Work to complete:
Rewrite the rows below, changing every "carved wooden headboard" to "padded fabric headboard" and leaving everything else untouched.

══ Record list

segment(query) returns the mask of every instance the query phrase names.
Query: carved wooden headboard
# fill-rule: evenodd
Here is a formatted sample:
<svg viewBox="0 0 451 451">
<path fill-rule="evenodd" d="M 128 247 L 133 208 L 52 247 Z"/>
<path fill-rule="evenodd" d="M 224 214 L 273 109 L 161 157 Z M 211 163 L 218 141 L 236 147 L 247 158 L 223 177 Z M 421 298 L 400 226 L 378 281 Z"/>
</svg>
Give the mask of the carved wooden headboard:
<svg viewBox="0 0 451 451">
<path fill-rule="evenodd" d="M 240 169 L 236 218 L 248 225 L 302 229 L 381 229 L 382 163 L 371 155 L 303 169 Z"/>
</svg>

════

The solution:
segment(query) returns the mask of every instance the query phrase names.
Query: padded fabric headboard
# fill-rule: evenodd
Here is a formatted sample:
<svg viewBox="0 0 451 451">
<path fill-rule="evenodd" d="M 128 247 L 133 208 L 52 247 Z"/>
<path fill-rule="evenodd" d="M 224 214 L 273 109 L 161 157 Z M 211 163 L 218 141 L 236 147 L 247 158 L 223 177 Z M 421 298 L 400 226 L 378 281 Z"/>
</svg>
Give the mask of the padded fabric headboard:
<svg viewBox="0 0 451 451">
<path fill-rule="evenodd" d="M 240 169 L 236 218 L 248 225 L 302 229 L 381 229 L 382 163 L 371 155 L 303 169 Z"/>
</svg>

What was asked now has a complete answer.